> [Task to complete] Rewrite the material below, starting with the line containing "Give the segmentation of every instance of the road" and going on through the line containing "Mark the region of each instance of the road", switching "road lane" to "traffic lane" and leaving everything else unchanged.
───── Records for this exercise ─────
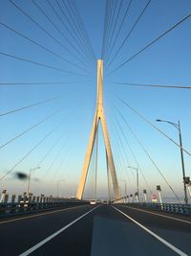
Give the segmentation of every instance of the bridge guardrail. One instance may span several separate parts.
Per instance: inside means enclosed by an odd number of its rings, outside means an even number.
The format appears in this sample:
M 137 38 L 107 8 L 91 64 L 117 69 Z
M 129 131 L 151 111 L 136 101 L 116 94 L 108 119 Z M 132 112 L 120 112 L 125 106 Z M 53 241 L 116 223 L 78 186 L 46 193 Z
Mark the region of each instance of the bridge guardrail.
M 130 206 L 141 206 L 144 208 L 152 208 L 163 212 L 183 214 L 191 216 L 191 204 L 181 203 L 152 203 L 152 202 L 131 202 L 127 203 Z
M 83 200 L 66 200 L 66 201 L 53 201 L 53 202 L 1 202 L 0 203 L 0 217 L 32 213 L 40 210 L 53 209 L 64 206 L 74 206 L 87 204 L 87 201 Z

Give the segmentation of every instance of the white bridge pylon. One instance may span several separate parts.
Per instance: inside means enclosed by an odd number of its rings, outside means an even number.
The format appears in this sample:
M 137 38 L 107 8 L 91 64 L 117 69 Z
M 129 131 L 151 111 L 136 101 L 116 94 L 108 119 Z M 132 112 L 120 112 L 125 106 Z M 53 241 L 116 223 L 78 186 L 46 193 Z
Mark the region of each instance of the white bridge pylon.
M 113 183 L 113 190 L 114 190 L 114 197 L 115 199 L 117 199 L 120 198 L 119 193 L 119 187 L 118 187 L 118 181 L 117 177 L 114 158 L 112 154 L 112 148 L 110 144 L 109 134 L 107 130 L 107 125 L 106 125 L 106 119 L 103 109 L 103 60 L 98 59 L 97 60 L 97 96 L 96 96 L 96 108 L 95 113 L 95 118 L 93 122 L 92 131 L 90 135 L 90 140 L 88 144 L 88 149 L 84 160 L 84 165 L 81 173 L 81 177 L 77 189 L 76 198 L 78 199 L 81 199 L 83 197 L 84 187 L 86 183 L 86 178 L 88 175 L 88 169 L 91 161 L 91 156 L 95 145 L 95 139 L 96 136 L 96 132 L 98 129 L 99 122 L 101 124 L 102 132 L 103 132 L 103 138 L 105 143 L 105 150 L 107 154 L 107 160 L 108 160 L 108 166 L 109 166 L 109 172 L 112 177 L 112 183 Z

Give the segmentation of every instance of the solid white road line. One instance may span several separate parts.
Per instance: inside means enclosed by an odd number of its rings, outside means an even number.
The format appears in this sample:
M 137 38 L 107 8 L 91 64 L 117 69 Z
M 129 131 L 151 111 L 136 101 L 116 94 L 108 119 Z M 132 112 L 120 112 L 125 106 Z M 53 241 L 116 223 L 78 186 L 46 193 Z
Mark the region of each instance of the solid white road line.
M 123 213 L 122 211 L 118 210 L 117 207 L 112 206 L 113 208 L 115 208 L 117 211 L 118 211 L 119 213 L 121 213 L 122 215 L 124 215 L 125 217 L 127 217 L 129 220 L 131 220 L 133 222 L 135 222 L 136 224 L 138 224 L 139 227 L 141 227 L 142 229 L 144 229 L 146 232 L 148 232 L 150 235 L 152 235 L 153 237 L 155 237 L 156 239 L 158 239 L 159 242 L 161 242 L 162 244 L 164 244 L 166 246 L 168 246 L 170 249 L 172 249 L 173 251 L 175 251 L 177 254 L 180 255 L 180 256 L 188 256 L 187 254 L 185 254 L 183 251 L 180 250 L 179 248 L 177 248 L 176 246 L 174 246 L 173 244 L 171 244 L 170 243 L 168 243 L 167 241 L 165 241 L 164 239 L 160 238 L 159 236 L 158 236 L 156 233 L 154 233 L 153 231 L 151 231 L 150 229 L 148 229 L 147 227 L 143 226 L 142 224 L 140 224 L 139 222 L 138 222 L 136 220 L 134 220 L 133 218 L 131 218 L 130 216 L 128 216 L 127 214 Z
M 81 220 L 82 218 L 84 218 L 86 215 L 88 215 L 89 213 L 91 213 L 92 211 L 96 210 L 97 207 L 99 207 L 100 205 L 93 208 L 92 210 L 88 211 L 87 213 L 81 215 L 80 217 L 78 217 L 77 219 L 75 219 L 74 221 L 73 221 L 72 222 L 70 222 L 69 224 L 63 226 L 62 228 L 60 228 L 59 230 L 57 230 L 55 233 L 52 234 L 51 236 L 47 237 L 46 239 L 44 239 L 43 241 L 39 242 L 38 244 L 36 244 L 35 245 L 33 245 L 32 247 L 31 247 L 30 249 L 26 250 L 25 252 L 23 252 L 22 254 L 20 254 L 19 256 L 27 256 L 30 255 L 32 252 L 33 252 L 34 250 L 36 250 L 37 248 L 41 247 L 43 244 L 45 244 L 46 243 L 48 243 L 49 241 L 51 241 L 52 239 L 53 239 L 54 237 L 56 237 L 57 235 L 59 235 L 61 232 L 63 232 L 64 230 L 66 230 L 68 227 L 72 226 L 73 224 L 74 224 L 76 221 L 78 221 L 79 220 Z
M 67 210 L 76 209 L 76 208 L 83 207 L 83 206 L 87 206 L 87 205 L 74 206 L 74 207 L 69 207 L 69 208 L 60 209 L 60 210 L 54 210 L 54 211 L 51 211 L 51 212 L 40 213 L 40 214 L 35 214 L 35 215 L 31 215 L 31 216 L 26 216 L 26 217 L 21 217 L 21 218 L 16 218 L 16 219 L 11 219 L 11 220 L 8 220 L 8 221 L 0 221 L 0 225 L 1 224 L 5 224 L 5 223 L 9 223 L 9 222 L 22 221 L 22 220 L 25 220 L 25 219 L 36 218 L 36 217 L 43 216 L 43 215 L 50 215 L 50 214 L 53 214 L 53 213 L 65 212 Z
M 158 216 L 160 216 L 160 217 L 163 217 L 163 218 L 167 218 L 167 219 L 171 219 L 171 220 L 174 220 L 174 221 L 181 221 L 181 222 L 185 222 L 185 223 L 191 224 L 191 221 L 184 221 L 182 219 L 178 219 L 178 218 L 170 217 L 170 216 L 163 215 L 163 214 L 149 212 L 149 211 L 146 211 L 146 210 L 142 210 L 142 209 L 138 209 L 138 208 L 134 208 L 134 207 L 131 207 L 131 206 L 128 206 L 128 205 L 127 205 L 126 208 L 130 208 L 130 209 L 133 209 L 133 210 L 137 210 L 137 211 L 139 211 L 139 212 L 148 213 L 148 214 L 152 214 L 152 215 L 158 215 Z

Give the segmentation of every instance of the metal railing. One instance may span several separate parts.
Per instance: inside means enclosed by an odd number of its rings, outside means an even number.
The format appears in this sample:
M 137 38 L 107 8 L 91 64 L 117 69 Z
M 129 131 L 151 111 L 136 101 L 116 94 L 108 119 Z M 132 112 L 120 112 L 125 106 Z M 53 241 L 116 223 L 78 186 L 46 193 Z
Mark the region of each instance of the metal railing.
M 181 203 L 152 203 L 152 202 L 131 202 L 126 205 L 134 207 L 150 208 L 162 212 L 169 212 L 175 214 L 183 214 L 191 216 L 191 204 Z
M 17 202 L 0 202 L 0 217 L 27 214 L 53 208 L 65 208 L 70 206 L 84 205 L 87 203 L 89 203 L 89 201 L 78 200 L 74 198 L 53 198 L 39 197 L 39 200 L 33 201 L 32 198 L 29 199 L 27 198 L 19 198 Z

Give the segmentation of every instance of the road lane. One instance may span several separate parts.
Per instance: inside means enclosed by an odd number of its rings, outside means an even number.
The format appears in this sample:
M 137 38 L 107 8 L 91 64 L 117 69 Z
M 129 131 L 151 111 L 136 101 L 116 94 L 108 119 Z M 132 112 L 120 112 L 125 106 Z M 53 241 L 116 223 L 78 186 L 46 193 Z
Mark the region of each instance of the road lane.
M 134 219 L 147 225 L 153 232 L 156 231 L 163 239 L 166 239 L 168 232 L 172 232 L 171 236 L 173 236 L 175 231 L 176 239 L 172 244 L 181 249 L 177 239 L 180 239 L 181 244 L 182 238 L 180 237 L 190 231 L 189 228 L 185 231 L 186 223 L 180 221 L 172 223 L 171 221 L 175 221 L 130 210 L 126 206 L 117 205 L 117 207 L 123 212 L 128 212 Z M 93 208 L 96 207 L 87 205 L 38 218 L 0 224 L 1 255 L 18 256 Z M 157 230 L 154 230 L 155 228 Z M 162 229 L 161 233 L 159 233 L 159 229 Z M 185 245 L 183 252 L 189 251 L 190 241 L 183 244 L 183 246 Z M 178 254 L 112 206 L 102 205 L 30 255 L 176 256 Z M 187 255 L 191 254 L 187 253 Z
M 0 224 L 0 255 L 14 256 L 31 248 L 62 226 L 88 212 L 90 205 L 79 206 L 52 214 L 40 214 L 32 218 Z
M 169 219 L 160 215 L 151 214 L 147 211 L 139 211 L 138 209 L 128 207 L 127 205 L 118 205 L 117 208 L 123 211 L 137 221 L 139 221 L 187 255 L 191 255 L 190 217 L 184 217 L 185 221 L 180 221 L 176 220 L 177 217 L 176 219 Z M 169 215 L 169 217 L 171 217 L 171 215 Z

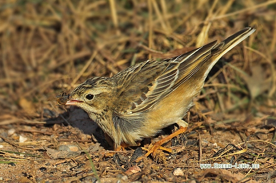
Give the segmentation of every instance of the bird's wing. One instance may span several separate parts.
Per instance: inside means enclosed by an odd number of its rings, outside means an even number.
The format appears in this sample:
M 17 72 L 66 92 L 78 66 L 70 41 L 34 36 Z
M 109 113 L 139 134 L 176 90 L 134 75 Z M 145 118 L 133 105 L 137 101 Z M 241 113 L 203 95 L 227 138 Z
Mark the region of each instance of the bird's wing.
M 219 49 L 216 41 L 178 56 L 149 60 L 118 73 L 117 115 L 134 114 L 148 109 L 195 73 Z

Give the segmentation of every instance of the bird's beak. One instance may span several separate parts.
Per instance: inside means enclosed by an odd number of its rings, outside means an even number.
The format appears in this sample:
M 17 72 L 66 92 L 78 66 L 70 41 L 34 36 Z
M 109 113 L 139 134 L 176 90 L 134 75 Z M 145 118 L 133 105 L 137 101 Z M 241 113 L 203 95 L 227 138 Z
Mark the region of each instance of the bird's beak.
M 67 102 L 66 102 L 66 104 L 65 104 L 66 105 L 77 105 L 79 103 L 83 103 L 83 102 L 79 101 L 78 100 L 76 100 L 76 99 L 69 99 L 68 101 L 67 101 Z

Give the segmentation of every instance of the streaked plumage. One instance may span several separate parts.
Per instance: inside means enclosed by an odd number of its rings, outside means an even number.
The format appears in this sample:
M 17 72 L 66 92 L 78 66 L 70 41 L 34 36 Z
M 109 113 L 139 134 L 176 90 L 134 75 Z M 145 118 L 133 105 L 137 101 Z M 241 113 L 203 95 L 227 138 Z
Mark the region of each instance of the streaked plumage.
M 211 69 L 254 31 L 246 27 L 219 44 L 215 41 L 178 56 L 145 61 L 112 78 L 90 78 L 70 93 L 66 105 L 85 110 L 117 146 L 136 145 L 173 123 L 186 127 L 182 118 Z

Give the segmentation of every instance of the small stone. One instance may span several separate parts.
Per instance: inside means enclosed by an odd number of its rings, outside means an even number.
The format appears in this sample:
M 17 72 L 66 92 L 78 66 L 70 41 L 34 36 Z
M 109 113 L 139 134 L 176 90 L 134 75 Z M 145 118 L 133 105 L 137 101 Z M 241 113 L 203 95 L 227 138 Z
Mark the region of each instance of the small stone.
M 213 144 L 212 144 L 213 145 L 213 147 L 217 147 L 217 144 L 216 143 L 216 142 L 213 143 Z
M 173 172 L 172 172 L 172 174 L 173 174 L 173 175 L 175 175 L 176 176 L 183 176 L 184 172 L 183 172 L 183 170 L 182 170 L 180 168 L 177 168 L 173 171 Z
M 19 135 L 19 142 L 24 142 L 27 141 L 28 139 L 23 136 Z
M 140 168 L 138 166 L 135 165 L 129 168 L 125 173 L 128 175 L 130 175 L 140 171 L 141 171 Z
M 9 136 L 12 135 L 15 132 L 15 129 L 11 129 L 8 130 L 8 135 Z

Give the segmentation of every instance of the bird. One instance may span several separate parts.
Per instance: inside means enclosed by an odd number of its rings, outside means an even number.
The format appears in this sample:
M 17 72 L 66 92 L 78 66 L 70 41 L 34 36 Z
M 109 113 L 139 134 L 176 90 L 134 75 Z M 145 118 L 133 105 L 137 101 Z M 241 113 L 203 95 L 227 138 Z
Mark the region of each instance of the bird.
M 138 146 L 137 142 L 162 129 L 178 125 L 178 130 L 156 142 L 145 156 L 153 155 L 164 143 L 186 131 L 188 124 L 183 118 L 211 69 L 255 30 L 245 27 L 219 43 L 214 41 L 162 60 L 149 59 L 111 78 L 93 77 L 66 95 L 65 105 L 84 110 L 113 140 L 115 149 L 124 144 Z

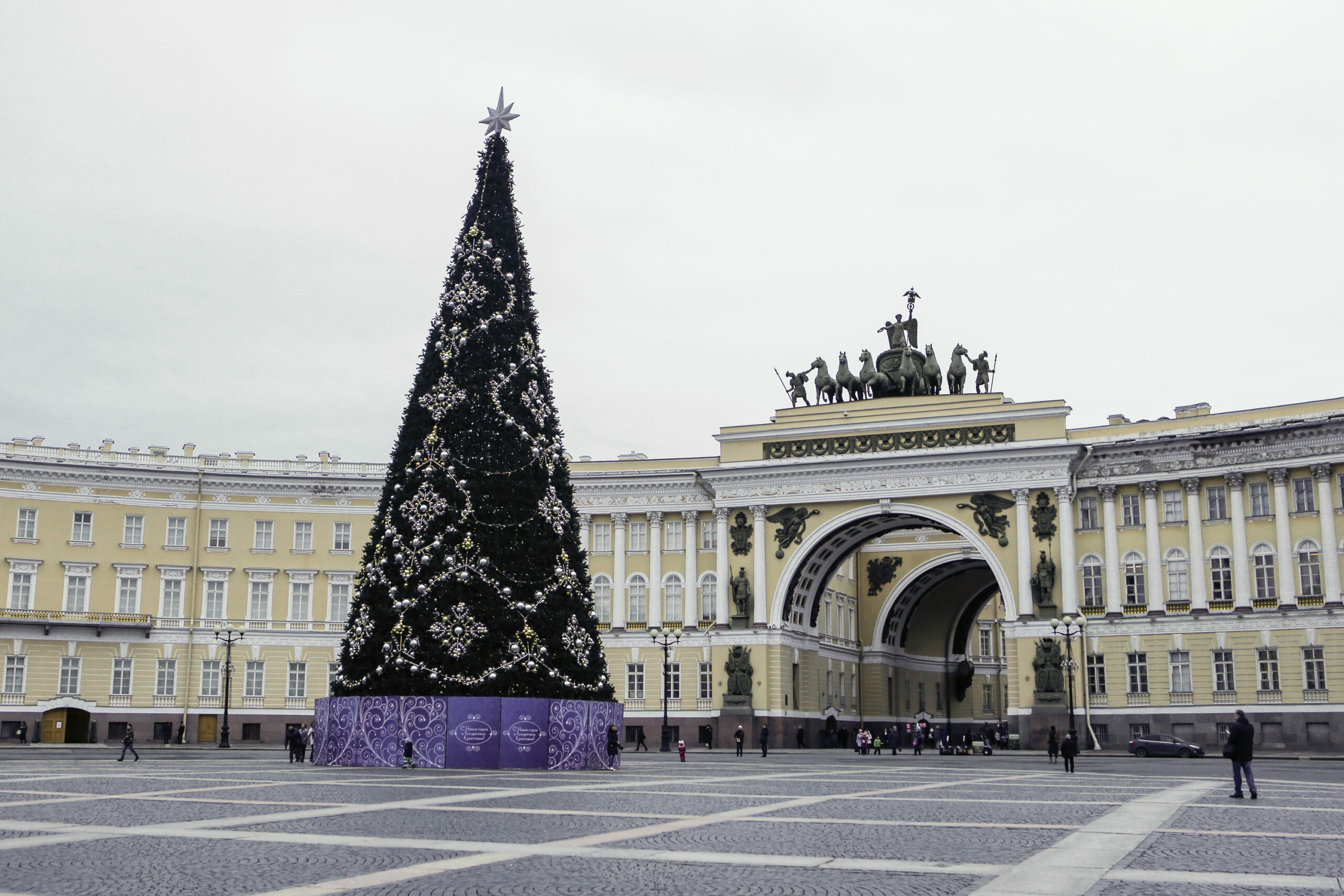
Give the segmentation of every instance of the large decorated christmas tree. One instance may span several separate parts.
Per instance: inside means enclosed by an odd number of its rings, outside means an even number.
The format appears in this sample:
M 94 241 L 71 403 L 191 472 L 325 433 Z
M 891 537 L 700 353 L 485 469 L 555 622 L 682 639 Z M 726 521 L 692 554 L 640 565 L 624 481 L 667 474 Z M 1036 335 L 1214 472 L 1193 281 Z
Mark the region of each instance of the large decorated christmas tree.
─────
> [Task answer]
Give the segmentation of every instance of the traffic lane. One instance may span several separate parts.
Per instance: inside means enclosed by an odd number of its rings, outside means an even number.
The format appears in this sample:
M 137 38 L 107 8 L 91 64 L 117 69 Z
M 129 131 L 151 111 L 136 101 L 116 94 L 108 119 Z M 132 112 L 120 112 L 125 106 Z M 53 241 L 116 223 L 78 186 L 46 193 Z
Mark the region of each instance of the traffic lane.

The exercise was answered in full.